--- DIRECTIONS FOR THIS TASK ---
Within the entries below, the lines from the one with "Study the photograph above. For every instance of the eye, which" through the one with "the cloud, which" are to be set down exactly, both ends kept.

--- SOURCE DATA ---
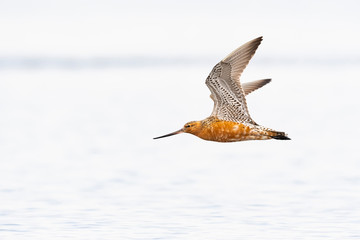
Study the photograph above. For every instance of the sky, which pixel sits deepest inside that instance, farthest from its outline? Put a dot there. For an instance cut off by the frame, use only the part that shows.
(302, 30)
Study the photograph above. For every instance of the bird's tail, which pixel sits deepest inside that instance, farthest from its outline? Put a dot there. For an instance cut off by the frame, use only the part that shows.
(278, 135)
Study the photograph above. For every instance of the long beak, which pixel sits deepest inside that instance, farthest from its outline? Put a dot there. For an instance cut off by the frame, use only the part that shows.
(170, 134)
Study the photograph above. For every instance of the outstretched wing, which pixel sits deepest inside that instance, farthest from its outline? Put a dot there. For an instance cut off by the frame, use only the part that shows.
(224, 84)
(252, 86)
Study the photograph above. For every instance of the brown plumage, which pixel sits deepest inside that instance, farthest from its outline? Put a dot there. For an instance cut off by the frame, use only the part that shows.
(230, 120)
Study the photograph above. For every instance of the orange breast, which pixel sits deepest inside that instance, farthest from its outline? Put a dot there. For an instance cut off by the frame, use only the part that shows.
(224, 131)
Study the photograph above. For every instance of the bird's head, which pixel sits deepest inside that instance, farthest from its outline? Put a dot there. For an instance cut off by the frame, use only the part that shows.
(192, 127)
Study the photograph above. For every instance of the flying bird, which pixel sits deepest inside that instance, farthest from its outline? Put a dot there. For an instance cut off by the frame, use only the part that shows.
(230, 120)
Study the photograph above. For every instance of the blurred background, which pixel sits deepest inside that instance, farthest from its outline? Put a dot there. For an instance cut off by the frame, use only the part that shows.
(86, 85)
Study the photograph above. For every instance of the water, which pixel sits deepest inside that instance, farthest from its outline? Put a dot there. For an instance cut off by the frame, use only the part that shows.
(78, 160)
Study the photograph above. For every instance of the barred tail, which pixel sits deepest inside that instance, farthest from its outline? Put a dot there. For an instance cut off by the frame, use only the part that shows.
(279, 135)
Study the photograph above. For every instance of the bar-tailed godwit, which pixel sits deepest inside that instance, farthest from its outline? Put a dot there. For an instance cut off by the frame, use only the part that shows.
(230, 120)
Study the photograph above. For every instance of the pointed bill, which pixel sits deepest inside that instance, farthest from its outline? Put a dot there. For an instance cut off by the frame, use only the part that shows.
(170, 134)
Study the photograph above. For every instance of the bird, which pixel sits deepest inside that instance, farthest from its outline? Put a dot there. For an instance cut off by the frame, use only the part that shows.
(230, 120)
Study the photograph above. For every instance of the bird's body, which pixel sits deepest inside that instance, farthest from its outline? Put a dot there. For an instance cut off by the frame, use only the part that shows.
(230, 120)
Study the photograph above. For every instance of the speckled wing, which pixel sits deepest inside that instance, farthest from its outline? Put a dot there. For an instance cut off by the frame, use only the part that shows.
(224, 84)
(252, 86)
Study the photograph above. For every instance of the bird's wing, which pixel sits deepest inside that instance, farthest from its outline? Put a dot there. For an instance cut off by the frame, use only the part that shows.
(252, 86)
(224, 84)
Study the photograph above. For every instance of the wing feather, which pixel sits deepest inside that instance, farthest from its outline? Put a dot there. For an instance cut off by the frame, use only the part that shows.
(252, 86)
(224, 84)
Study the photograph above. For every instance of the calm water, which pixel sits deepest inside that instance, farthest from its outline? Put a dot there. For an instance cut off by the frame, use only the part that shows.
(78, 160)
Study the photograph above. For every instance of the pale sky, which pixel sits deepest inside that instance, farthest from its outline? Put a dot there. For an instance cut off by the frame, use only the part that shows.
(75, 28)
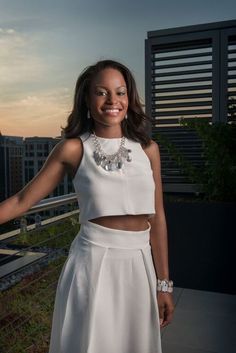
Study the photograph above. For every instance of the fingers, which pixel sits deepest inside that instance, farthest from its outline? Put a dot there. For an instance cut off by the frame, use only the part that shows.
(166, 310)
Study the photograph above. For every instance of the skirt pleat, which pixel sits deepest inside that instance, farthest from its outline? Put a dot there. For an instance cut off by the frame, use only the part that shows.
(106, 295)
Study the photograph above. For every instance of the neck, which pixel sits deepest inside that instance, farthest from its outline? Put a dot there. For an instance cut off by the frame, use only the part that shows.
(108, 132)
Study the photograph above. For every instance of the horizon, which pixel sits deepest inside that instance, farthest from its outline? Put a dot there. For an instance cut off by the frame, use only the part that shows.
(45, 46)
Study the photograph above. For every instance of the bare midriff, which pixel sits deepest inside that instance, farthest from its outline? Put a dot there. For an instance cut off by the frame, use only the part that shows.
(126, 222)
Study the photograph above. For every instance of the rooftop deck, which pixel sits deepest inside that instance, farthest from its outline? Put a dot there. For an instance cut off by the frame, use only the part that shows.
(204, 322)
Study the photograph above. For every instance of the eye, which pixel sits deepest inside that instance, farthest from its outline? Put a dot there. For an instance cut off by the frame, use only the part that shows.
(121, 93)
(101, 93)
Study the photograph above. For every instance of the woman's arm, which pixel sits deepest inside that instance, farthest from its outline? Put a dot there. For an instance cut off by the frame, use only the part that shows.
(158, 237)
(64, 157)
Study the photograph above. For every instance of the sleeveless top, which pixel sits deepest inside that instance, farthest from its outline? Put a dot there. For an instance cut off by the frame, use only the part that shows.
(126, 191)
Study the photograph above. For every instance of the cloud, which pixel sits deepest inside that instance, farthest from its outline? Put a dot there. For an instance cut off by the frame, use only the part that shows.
--
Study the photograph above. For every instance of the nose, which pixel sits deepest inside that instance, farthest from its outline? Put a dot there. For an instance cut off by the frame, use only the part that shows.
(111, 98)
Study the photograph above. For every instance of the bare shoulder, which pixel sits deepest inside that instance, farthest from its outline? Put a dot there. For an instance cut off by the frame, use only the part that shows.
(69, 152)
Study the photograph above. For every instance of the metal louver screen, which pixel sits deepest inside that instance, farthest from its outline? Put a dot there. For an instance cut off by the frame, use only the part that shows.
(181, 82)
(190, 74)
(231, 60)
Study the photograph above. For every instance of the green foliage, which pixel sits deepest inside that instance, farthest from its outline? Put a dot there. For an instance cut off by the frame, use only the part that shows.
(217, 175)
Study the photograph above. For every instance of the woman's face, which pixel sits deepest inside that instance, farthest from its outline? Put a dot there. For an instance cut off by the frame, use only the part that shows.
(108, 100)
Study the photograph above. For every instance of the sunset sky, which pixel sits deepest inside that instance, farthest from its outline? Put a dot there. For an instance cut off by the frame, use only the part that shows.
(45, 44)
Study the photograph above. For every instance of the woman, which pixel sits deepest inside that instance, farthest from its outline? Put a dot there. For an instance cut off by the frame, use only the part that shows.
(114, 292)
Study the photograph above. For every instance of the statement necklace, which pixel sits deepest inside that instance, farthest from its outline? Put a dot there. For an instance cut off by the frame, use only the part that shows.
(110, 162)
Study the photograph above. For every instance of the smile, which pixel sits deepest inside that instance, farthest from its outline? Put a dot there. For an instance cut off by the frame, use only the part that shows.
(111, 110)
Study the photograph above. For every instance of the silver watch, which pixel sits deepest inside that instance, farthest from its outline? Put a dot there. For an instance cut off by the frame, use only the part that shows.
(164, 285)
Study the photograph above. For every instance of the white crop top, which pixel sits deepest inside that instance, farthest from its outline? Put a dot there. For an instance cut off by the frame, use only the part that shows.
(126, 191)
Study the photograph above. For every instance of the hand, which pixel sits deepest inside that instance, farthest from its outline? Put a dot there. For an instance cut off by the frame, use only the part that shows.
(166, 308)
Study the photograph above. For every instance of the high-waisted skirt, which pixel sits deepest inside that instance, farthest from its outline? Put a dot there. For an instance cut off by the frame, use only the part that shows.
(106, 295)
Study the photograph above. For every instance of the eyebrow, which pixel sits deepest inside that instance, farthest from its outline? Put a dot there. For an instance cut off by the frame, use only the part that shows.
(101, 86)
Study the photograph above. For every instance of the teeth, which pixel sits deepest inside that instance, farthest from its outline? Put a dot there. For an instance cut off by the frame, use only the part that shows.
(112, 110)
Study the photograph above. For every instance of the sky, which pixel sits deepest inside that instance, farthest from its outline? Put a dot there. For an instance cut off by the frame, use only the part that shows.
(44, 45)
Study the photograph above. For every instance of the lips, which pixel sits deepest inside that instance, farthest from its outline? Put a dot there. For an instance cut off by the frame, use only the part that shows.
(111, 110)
...
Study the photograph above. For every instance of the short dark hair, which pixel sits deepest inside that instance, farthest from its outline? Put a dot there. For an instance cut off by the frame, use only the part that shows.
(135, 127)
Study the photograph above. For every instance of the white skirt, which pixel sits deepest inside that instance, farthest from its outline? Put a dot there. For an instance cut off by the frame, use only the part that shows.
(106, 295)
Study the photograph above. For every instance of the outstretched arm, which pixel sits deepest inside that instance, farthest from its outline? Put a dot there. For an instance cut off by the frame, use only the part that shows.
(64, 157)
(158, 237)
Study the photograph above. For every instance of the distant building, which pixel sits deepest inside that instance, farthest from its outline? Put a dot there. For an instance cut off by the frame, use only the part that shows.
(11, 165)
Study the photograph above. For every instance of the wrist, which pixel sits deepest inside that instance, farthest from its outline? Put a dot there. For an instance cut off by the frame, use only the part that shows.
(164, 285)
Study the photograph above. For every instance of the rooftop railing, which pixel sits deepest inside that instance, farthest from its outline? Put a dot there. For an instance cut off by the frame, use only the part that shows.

--- ANSWER TO THIS PROBLEM ---
Study the photograph above. For every instance of the eye, which pixel sits deepest inside that instance, farthest from its outline? Put a dot there. For an instance cut off by the frame, use only the part that shows.
(121, 93)
(101, 93)
Study the photograph above. For every instance of the woman's arm, which pixel sits deepest inside that instance, farthest from its outline? Put a dot there. For an instance cut off by the frame, use only the part that shows.
(158, 237)
(64, 157)
Study the photograph above. For every instance of the sleeveless top, which pixel sits deepest inside that instance, farthest from its outline? Put a dot there. For an instance cut off by the frame, use only the part that shows.
(126, 191)
Study the photograph above. For every instance of the cloud, which pixel sits deepest inside that instance, farthest from its outline? Put a dot there. For an instance cut off by the frame, use only the part that shows.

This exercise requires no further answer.